— begin INPUT ROWS —

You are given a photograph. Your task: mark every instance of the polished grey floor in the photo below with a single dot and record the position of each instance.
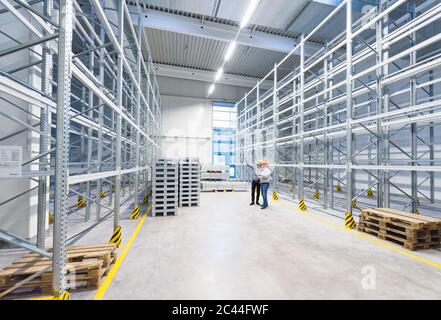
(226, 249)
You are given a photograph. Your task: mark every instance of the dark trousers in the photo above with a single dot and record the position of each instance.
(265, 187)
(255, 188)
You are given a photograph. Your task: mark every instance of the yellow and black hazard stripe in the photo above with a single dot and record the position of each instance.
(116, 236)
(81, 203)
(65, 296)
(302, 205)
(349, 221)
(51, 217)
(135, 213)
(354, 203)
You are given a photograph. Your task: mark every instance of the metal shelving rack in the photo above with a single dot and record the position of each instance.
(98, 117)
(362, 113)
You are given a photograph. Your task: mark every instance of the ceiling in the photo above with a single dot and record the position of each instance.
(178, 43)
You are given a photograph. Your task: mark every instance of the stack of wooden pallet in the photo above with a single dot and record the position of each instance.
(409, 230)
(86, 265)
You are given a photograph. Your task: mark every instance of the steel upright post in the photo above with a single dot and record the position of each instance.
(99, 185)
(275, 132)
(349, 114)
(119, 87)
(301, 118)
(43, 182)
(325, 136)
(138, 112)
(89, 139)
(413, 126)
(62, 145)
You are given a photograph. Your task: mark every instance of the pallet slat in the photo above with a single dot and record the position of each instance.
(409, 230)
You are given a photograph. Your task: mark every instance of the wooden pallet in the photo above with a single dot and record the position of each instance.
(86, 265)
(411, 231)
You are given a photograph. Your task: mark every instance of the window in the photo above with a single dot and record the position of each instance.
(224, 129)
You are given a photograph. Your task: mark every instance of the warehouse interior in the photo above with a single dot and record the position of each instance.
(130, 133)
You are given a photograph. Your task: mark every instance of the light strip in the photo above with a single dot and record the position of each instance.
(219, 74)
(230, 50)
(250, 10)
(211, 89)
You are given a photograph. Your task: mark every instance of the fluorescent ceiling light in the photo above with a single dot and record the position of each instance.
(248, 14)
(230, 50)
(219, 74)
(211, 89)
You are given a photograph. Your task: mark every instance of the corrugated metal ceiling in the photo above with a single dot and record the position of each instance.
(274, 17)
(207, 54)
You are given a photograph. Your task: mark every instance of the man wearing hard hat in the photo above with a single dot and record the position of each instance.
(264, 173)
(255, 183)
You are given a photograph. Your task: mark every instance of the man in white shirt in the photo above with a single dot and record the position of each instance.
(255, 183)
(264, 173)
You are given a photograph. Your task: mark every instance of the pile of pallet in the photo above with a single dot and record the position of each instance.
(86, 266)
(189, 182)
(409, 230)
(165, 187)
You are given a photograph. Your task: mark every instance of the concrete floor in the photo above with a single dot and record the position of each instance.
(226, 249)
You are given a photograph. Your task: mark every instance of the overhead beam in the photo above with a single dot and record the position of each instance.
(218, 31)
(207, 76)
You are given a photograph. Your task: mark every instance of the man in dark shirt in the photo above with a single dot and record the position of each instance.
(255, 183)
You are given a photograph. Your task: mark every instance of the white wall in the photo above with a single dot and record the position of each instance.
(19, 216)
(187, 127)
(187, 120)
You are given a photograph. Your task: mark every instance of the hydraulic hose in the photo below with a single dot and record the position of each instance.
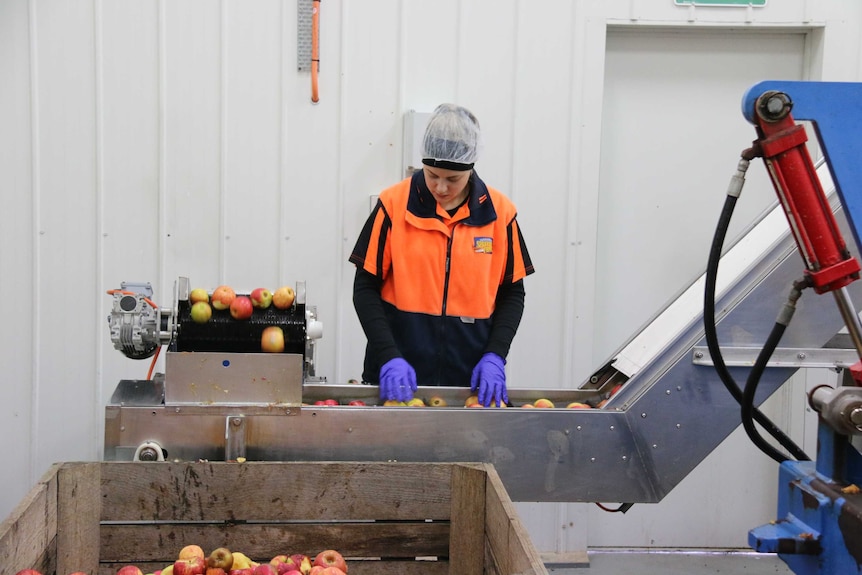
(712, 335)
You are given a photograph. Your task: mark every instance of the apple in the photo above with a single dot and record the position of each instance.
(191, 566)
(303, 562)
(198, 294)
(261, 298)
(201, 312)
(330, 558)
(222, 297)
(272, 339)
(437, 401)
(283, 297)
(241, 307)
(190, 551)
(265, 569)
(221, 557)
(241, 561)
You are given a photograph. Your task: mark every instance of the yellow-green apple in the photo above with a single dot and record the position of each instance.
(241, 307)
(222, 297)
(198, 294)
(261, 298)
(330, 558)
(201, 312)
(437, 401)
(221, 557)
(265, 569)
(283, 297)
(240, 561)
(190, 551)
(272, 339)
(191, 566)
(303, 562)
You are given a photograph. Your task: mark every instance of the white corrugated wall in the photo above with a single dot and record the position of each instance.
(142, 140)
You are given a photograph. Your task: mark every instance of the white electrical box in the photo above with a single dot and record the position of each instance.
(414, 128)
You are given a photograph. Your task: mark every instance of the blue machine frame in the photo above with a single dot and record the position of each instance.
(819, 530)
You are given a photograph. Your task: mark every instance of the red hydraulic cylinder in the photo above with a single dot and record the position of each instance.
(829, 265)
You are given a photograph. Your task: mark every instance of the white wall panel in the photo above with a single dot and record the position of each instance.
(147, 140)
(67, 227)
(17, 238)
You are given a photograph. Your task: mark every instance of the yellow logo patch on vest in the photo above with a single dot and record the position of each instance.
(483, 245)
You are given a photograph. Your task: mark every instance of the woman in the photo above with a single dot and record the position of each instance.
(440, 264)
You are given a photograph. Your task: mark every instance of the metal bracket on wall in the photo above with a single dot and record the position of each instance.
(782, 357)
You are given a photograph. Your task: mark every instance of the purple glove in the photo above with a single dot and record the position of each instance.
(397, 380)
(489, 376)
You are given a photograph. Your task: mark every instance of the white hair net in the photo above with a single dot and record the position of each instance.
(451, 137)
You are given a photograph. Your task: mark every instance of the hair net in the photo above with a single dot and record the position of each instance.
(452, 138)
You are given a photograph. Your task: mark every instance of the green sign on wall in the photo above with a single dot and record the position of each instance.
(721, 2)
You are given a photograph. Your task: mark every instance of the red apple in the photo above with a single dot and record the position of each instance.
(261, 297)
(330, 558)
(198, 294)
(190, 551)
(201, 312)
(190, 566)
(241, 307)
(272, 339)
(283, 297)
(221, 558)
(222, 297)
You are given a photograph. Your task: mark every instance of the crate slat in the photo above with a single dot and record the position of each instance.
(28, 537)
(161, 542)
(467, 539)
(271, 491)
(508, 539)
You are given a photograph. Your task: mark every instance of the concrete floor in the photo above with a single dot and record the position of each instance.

— end INPUT ROWS —

**STATED PROBLEM:** Convert the lines above into a JSON list of strings, with one string per line and no blank lines. Leave the pictures out.

**RESPONSE BELOW:**
[
  "You are given a photograph. Your task: mark every instance of the polished grey floor in the photo below with a single dot and record the position of each instance.",
  "(226, 249)",
  "You are given a photograph. Your task: mark every instance of the dark trousers in the photo above with a single dot and record the position of each instance.",
  "(265, 187)",
  "(255, 188)",
  "You are given a photograph. Your task: mark every instance of the yellow and black hazard stripe in the photo above with a single dot and record the position of each instance.",
  "(116, 236)",
  "(81, 203)",
  "(65, 296)",
  "(302, 205)",
  "(349, 221)",
  "(51, 217)",
  "(135, 213)",
  "(354, 203)",
  "You are given a photograph. Your task: mark every instance of the metal shelving rack in the photo above with a single dot and record the position of each instance.",
  "(98, 117)",
  "(362, 113)",
  "You are given a photograph. Your task: mark every instance of the ceiling in the photo above with a single dot and record the position of each instance.",
  "(178, 43)",
  "You are given a photograph. Your task: mark every instance of the stack of wooden pallet in the photo above with a single dot and record the position of each instance.",
  "(409, 230)",
  "(86, 265)",
  "You are given a photograph. Your task: mark every instance of the steel upright post in the photo above with a single dot and record the position of each instance.",
  "(99, 185)",
  "(275, 132)",
  "(349, 114)",
  "(119, 87)",
  "(301, 118)",
  "(43, 182)",
  "(325, 136)",
  "(138, 112)",
  "(89, 139)",
  "(413, 126)",
  "(62, 145)",
  "You are given a photograph. Your task: mark every instance of the pallet slat in the photo above with a single dot and record the position of each instance.",
  "(409, 230)",
  "You are given a photograph. Your task: mark every instance of the wooden pallet in the photo above with a single dot and record the position of each instance.",
  "(86, 265)",
  "(411, 231)",
  "You are given a photograph. Your task: mark every instance of the window in the photo above with a single dot and record the position of each instance.",
  "(224, 129)",
  "You are given a photograph. Your task: mark every instance of the warehouse interior in the photo above with a single dot and record the position of each instance.",
  "(130, 133)",
  "You are given a photograph. Your task: mark every instance of the light strip in the photo above with a single dot and record the position of each instance.",
  "(219, 74)",
  "(230, 50)",
  "(250, 10)",
  "(211, 89)",
  "You are given a photograph. Your task: mark every instance of the fluorescent ceiling light in the photo above with a single dot and record the position of each instance.",
  "(248, 14)",
  "(230, 50)",
  "(219, 74)",
  "(211, 89)",
  "You are given a photograph. Your task: mark every instance of the corrugated metal ceiling in the photo above with a single dot and record the position of each instance.",
  "(274, 17)",
  "(207, 54)",
  "You are given a photograph. Your task: mark every instance of the man wearing hard hat in the photo above with a single dot and record the position of each instance.",
  "(264, 173)",
  "(255, 183)",
  "You are given a photograph. Your task: mark every instance of the man in white shirt in the photo above with a single dot and record the position of each instance.",
  "(255, 183)",
  "(264, 173)",
  "You are given a photograph. Your task: mark every instance of the pile of pallet in the photo above with a single dot and record the position of each instance.",
  "(86, 266)",
  "(189, 182)",
  "(409, 230)",
  "(165, 187)",
  "You are given a photograph. Your task: mark every instance of the concrete floor in the photo above with a single dot and record the position of each instance.",
  "(226, 249)",
  "You are given a photograph. Your task: mark every instance of the overhead beam in the photo above with a single dot and record the position of each instance.",
  "(218, 31)",
  "(207, 76)",
  "You are given a photograph. Your task: mark every instance of the man in dark shirt in the photo above with a single dot and record the position of each instance.",
  "(255, 183)",
  "You are given a photograph. Your task: mark every instance of the white wall in the photo above with a single dot and record the position of each instance.",
  "(19, 216)",
  "(187, 127)",
  "(187, 120)",
  "You are given a photograph. Your task: mark every instance of the hydraulic hose in the photo below with a single dot and record the position of each instance.",
  "(712, 335)",
  "You are given a photograph. Your task: mark every instance of the apple in the photo above with a single dot and record the position of each instance.",
  "(191, 566)",
  "(303, 562)",
  "(198, 294)",
  "(261, 298)",
  "(201, 312)",
  "(330, 558)",
  "(222, 297)",
  "(272, 339)",
  "(437, 401)",
  "(283, 297)",
  "(241, 307)",
  "(190, 551)",
  "(265, 569)",
  "(221, 557)",
  "(241, 561)",
  "You are given a photograph. Your task: mark every instance of the yellow-green apple in the photo above with a single dot and record the position of each instance.",
  "(241, 307)",
  "(222, 297)",
  "(198, 294)",
  "(261, 298)",
  "(330, 558)",
  "(201, 312)",
  "(437, 401)",
  "(221, 557)",
  "(265, 569)",
  "(283, 297)",
  "(240, 561)",
  "(190, 551)",
  "(272, 339)",
  "(191, 566)",
  "(303, 562)",
  "You are given a photograph. Your task: mark every instance of the white corrugated wall in the photo above with a single dot and record the position of each instance.",
  "(142, 140)",
  "You are given a photograph. Your task: mark every instance of the white electrical box in the photo above with a single dot and record the position of each instance.",
  "(414, 128)",
  "You are given a photograph. Your task: mark every instance of the blue machine frame in the photo above with a single dot and record the position of each instance.",
  "(819, 530)",
  "You are given a photograph. Your task: mark every instance of the red hydraulic cylinder in the photo above with a single dot and record the position of each instance.",
  "(829, 265)",
  "You are given a photograph. Your task: mark every instance of the white wall panel in the photo above with a single dot and record the position of each instance.",
  "(147, 140)",
  "(67, 227)",
  "(17, 238)",
  "You are given a photograph. Your task: mark every instance of the yellow logo patch on vest in the photo above with a single dot and record the position of each instance.",
  "(483, 245)",
  "You are given a photograph. Your task: mark every instance of the woman in the photo above with a single dot and record the position of each instance.",
  "(440, 264)",
  "You are given a photograph. Your task: mark every instance of the metal bracket on wall in the photo above with a single dot and record the position of each instance.",
  "(782, 357)",
  "You are given a photograph. Your task: mark every instance of the purple glove in the photo above with a single dot and record the position of each instance.",
  "(397, 380)",
  "(489, 376)",
  "You are given a photograph. Your task: mark every instance of the white hair net in the photo above with a single dot and record the position of each instance.",
  "(451, 137)",
  "You are given a photograph. Your task: mark every instance of the hair net in the photo above with a single dot and record the position of each instance.",
  "(452, 138)",
  "You are given a photograph. Your task: mark every instance of the green sign on wall in the photo above with a single dot and record the position of each instance.",
  "(721, 2)",
  "You are given a photograph. Your task: mark every instance of the red apple in the photo above with a single dot and record the position of each instance.",
  "(261, 297)",
  "(330, 558)",
  "(198, 294)",
  "(190, 551)",
  "(201, 312)",
  "(190, 566)",
  "(241, 307)",
  "(272, 339)",
  "(283, 297)",
  "(221, 558)",
  "(222, 297)",
  "You are given a photograph. Your task: mark every instance of the crate slat in the photo above with a single dot and record the position of each instance.",
  "(28, 537)",
  "(161, 542)",
  "(467, 539)",
  "(271, 491)",
  "(508, 539)",
  "You are given a photograph. Your task: mark every instance of the concrete floor in the photo above with a single dot and record the position of each instance."
]